■ **TEXTO DE PÁGINA**
Obispo Arthur J. Serratelli
El 6 de febrero, la Corte Suprema de Canadá, en una decisión unánime de 9-0, legalizó en todo el país que los médicos pongan fin a la vida de los pacientes con enfermedades terminales. Sin duda, esta decisión, tomada por nuestros vecinos cercanos, dará un impulso adicional al movimiento en este país para legalizar el fin de las vidas de quienes sufren. En la actualidad, hay cinco estados que permiten el suicidio asistido por un médico.
Los legisladores de Vermont y los jueces de Montana y Nuevo México han autorizado el suicidio a pedido. Y los ciudadanos de Oregón y Washington han votado a favor. Ahora, los legisladores de Massachusetts, Connecticut, Maryland, el Distrito de Columbia y Nueva Jersey están considerando una legislación para ayudar a las personas a terminar con sus propias vidas.
Las leyes de suicidio asistido en los Estados Unidos permiten ayudar a aquellos que quieren morir si están gravemente enfermos y les quedan seis meses o menos de vida. La ley exige que los pacientes se administren ellos mismos el medicamento letal. En los Países Bajos, Suiza, Bélgica y Luxemburgo, las leyes que autorizan la muerte con asistencia médica son menos restrictivas. Permiten a los médicos recetar y administrar drogas letales. No hay condiciones sobre cuánto tiempo más se espera que viva el paciente. De hecho, ni siquiera se requiere la condición de una enfermedad terminal.
Al decidir si seguir viviendo frente al sufrimiento y el dolor, el factor determinante se ha convertido en la elusiva noción de “la calidad de vida”. En términos prácticos, “calidad de vida” significa la capacidad de un individuo de disfrutar los placeres de la vida, de interactuar con los demás y de ser consciente de las elecciones que debe hacer. Por lo tanto, cuando una persona llega a ese punto en la vida en que ya no está consciente, ya no puede disfrutar ni siquiera de lo básico de comer y beber y está sufriendo, muchos juzgan que está permitido terminar con esa vida.
Ninguna vida escapa al sufrimiento de una forma u otra. Insistir en la calidad de vida como factor determinante en la decisión de vivir o morir se deriva en última instancia de la incapacidad de aceptar el sufrimiento. Para algunos, el sufrimiento es inútil, sin sentido. Y el sufrimiento supremo es el desgarro del cuerpo y el alma en la muerte. Donde no hay creencia en Dios, la muerte no tiene sentido ni tampoco el sufrimiento. Si la muerte es el final, ¿por qué prolongar el morir con dolor?

■ **INSTRUCCIONES DE TAREAS**
1. Reescribe como lista el párrafo del texto sobre el suicidio asistido que empieza con «Las leyes de suicidio asistido en los Estados Unidos», conservando sus datos principales.
2. Continúa el texto sobre el suicidio asistido a partir de su última oración.

(Datos)
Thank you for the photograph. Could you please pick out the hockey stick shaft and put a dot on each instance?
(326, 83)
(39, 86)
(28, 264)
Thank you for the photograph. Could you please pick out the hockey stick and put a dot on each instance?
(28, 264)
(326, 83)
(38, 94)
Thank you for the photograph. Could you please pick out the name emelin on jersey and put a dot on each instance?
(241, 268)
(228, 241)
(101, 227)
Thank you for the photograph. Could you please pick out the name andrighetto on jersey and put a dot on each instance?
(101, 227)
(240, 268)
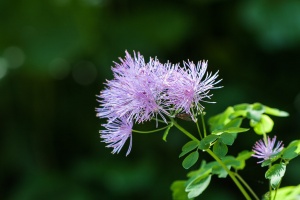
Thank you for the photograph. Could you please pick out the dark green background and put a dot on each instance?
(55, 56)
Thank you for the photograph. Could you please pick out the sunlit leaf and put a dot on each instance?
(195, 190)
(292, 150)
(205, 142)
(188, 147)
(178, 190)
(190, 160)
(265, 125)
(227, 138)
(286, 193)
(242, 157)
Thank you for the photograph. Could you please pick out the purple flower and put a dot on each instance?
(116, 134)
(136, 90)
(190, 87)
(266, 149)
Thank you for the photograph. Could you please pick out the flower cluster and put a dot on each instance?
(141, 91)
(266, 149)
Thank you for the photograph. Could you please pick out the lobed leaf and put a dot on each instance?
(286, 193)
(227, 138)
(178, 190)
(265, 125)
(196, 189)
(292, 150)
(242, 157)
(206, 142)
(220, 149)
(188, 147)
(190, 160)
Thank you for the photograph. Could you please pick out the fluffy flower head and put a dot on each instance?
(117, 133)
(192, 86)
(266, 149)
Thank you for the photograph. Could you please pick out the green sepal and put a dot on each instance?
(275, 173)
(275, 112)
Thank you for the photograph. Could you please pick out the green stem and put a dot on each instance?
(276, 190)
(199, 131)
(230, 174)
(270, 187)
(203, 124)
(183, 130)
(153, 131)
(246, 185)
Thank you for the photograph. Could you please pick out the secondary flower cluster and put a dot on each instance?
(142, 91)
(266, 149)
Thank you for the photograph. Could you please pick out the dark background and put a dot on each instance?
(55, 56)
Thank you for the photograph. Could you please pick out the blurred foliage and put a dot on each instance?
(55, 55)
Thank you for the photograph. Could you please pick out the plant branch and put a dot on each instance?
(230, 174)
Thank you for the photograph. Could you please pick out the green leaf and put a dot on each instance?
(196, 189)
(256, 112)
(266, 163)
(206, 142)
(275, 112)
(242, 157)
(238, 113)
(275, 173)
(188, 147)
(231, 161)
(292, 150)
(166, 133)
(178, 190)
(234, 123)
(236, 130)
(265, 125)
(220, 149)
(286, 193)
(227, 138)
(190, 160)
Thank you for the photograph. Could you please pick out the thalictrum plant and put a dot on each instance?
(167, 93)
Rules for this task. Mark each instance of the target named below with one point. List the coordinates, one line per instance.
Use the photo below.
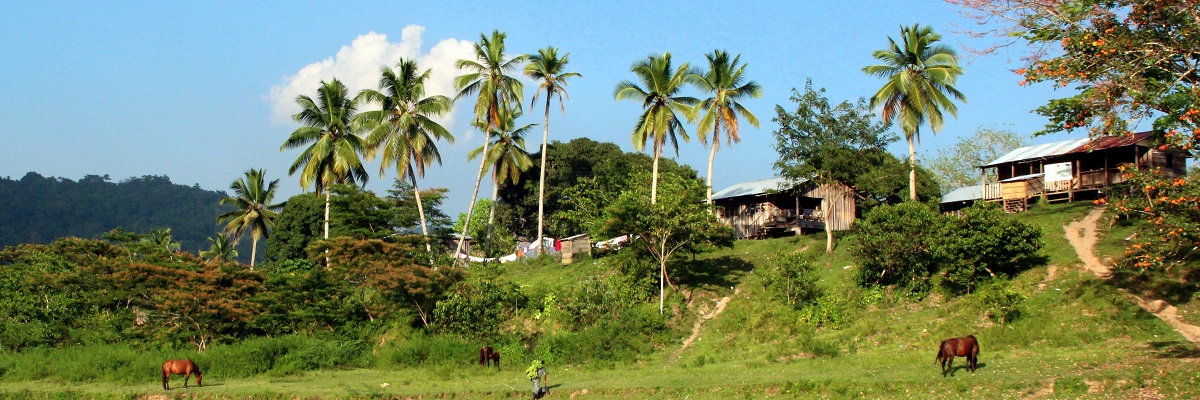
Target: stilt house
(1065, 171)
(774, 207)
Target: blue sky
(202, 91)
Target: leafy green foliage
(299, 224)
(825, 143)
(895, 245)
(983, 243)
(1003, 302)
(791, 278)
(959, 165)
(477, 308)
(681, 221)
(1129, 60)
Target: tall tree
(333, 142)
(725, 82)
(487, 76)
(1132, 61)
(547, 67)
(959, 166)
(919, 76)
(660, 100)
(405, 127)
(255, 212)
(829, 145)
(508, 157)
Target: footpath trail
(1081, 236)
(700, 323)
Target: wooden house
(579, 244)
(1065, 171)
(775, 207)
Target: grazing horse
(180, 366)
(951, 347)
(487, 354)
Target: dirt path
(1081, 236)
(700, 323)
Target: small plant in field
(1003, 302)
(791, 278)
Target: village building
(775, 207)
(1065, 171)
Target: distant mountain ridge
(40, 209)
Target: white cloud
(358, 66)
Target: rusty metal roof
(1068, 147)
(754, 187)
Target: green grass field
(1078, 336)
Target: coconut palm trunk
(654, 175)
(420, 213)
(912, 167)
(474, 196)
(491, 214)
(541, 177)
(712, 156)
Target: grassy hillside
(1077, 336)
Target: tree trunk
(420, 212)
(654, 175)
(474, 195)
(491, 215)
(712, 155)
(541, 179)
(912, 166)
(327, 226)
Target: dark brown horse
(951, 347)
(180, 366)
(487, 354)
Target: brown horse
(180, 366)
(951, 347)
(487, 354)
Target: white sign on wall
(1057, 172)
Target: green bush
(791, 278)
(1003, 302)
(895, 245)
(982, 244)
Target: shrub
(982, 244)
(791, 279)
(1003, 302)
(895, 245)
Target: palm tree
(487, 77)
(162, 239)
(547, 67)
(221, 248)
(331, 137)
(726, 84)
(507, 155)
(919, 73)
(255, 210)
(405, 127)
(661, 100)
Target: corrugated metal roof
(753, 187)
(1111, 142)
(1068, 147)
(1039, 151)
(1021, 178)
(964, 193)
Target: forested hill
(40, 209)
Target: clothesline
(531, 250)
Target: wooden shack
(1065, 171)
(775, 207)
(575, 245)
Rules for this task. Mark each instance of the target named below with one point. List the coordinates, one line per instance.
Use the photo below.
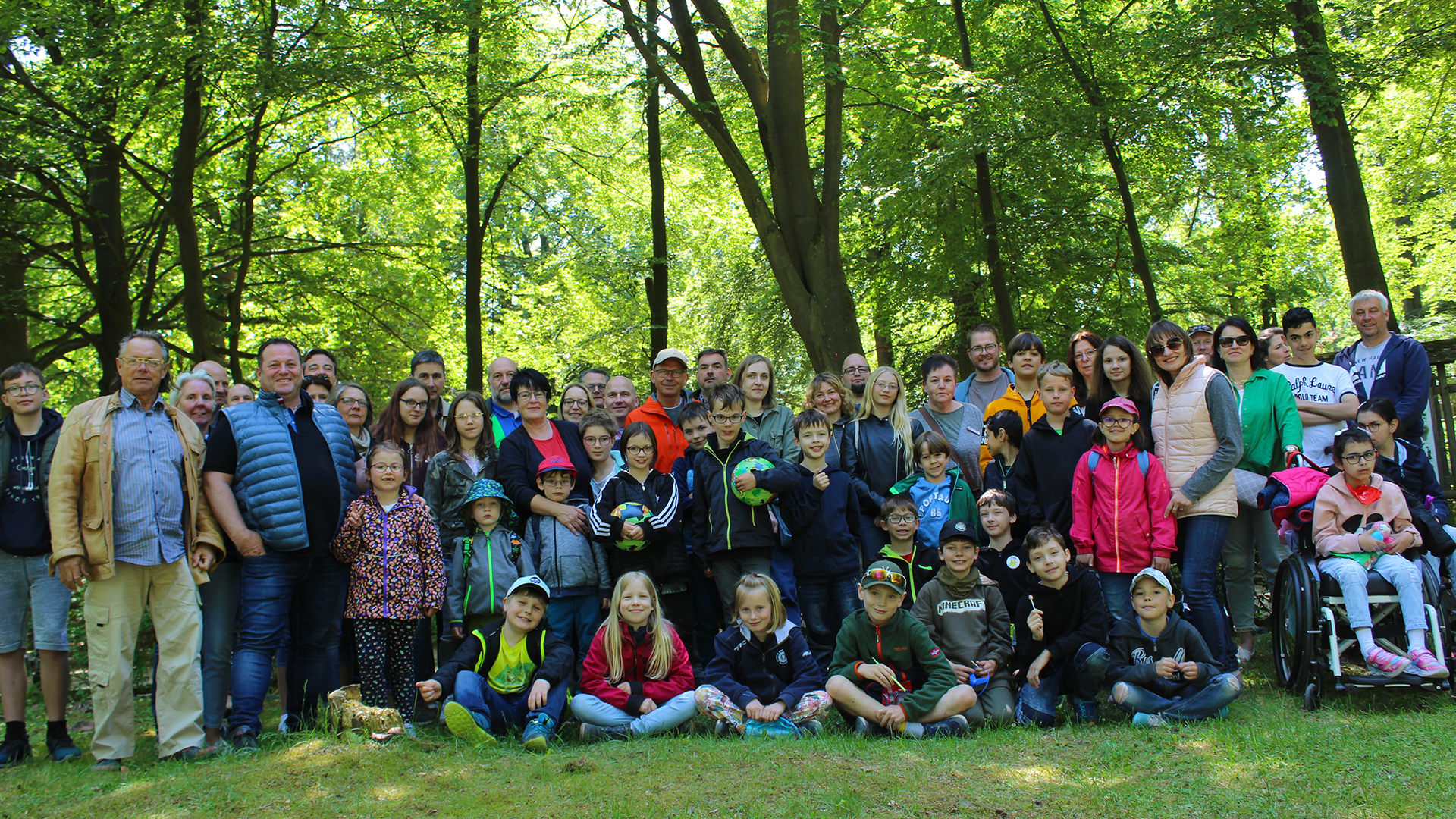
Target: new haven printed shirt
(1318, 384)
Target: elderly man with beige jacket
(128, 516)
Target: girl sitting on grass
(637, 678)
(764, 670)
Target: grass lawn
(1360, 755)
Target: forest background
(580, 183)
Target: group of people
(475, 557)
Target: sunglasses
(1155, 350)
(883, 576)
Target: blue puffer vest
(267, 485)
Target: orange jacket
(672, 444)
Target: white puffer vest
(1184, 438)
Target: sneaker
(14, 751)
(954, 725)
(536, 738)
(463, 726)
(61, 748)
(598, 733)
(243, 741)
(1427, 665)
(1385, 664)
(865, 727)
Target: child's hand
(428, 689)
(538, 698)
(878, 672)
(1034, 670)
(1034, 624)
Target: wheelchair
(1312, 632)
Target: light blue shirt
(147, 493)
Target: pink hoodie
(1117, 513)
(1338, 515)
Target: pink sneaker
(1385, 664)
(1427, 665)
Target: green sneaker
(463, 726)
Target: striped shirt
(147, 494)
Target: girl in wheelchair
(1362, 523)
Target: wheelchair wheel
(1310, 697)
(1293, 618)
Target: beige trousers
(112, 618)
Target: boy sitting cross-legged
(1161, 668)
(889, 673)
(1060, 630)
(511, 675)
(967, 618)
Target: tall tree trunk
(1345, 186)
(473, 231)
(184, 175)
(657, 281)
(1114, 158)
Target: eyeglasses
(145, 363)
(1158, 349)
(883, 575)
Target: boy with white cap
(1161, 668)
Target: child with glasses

■ **RESPUESTAS DE ACTIVIDADES**
1.
- En los Estados Unidos, las leyes de suicidio asistido permiten ayudar a morir a quienes están gravemente enfermos y les quedan seis meses o menos de vida.
- La ley exige que los pacientes se administren ellos mismos el medicamento letal.
- En los Países Bajos, Suiza, Bélgica y Luxemburgo, las leyes son menos restrictivas: los médicos pueden recetar y administrar drogas letales.
- En esos países no hay condiciones sobre cuánto tiempo más se espera que viva el paciente, y ni siquiera se requiere una enfermedad terminal.

2.
Sin embargo, para aquellos que tienen fe en Dios, la respuesta al sufrimiento no es tan fácil. Dios valora la vida humana. como el Catecismo de la Iglesia Católica enseña: “La persona humana es la única criatura en la tierra que Dios ha querido por sí misma” (CIC, 1703). Creados por Dios, tenemos un valor trascendente que proviene de nuestro Creador. Nuestro valor no está determinado por nuestra condición física en ningún momento en particular.
Ciertamente, el sufrimiento no debe buscarse en sí mismo. Pero, cuando el sufrimiento ineludible llega a nuestras vidas, estamos llamados a enfrentarlo no solo con valentía, sino también con fe. Al aceptar el sufrimiento de la Cruz, Jesús redimió al mundo entero. También redimió el sufrimiento mismo, dándole un significado más allá del dolor emocional y físico. En la sabiduría misteriosa de Dios, nuestro sufrimiento unido a Cristo Crucificado se vuelve redentor y beneficia a los demás. Como Pablo confiesa tan audazmente: “Ahora me gozo en lo que padezco por vosotros, y cumplo en mi carne lo que falta de las aflicciones de Cristo por su cuerpo, que es la iglesia” (Col 1, 24). .
La facilidad con la que los países, incluido Estados Unidos, se están moviendo hacia una aceptación y promoción cada vez más amplias de acabar con la vida de las personas es aterradora. La civilización occidental se ha desprendido de sus raíces judeocristianas. Y el efecto es el colapso de la moralidad. “Atención compasiva”. “Ayuda a los enfermos terminales”. “Muerte con dignidad”. Estas consignas de “misericordia” enmascaran el verdadero problema: el rechazo del sentido cristiano de la vida misma.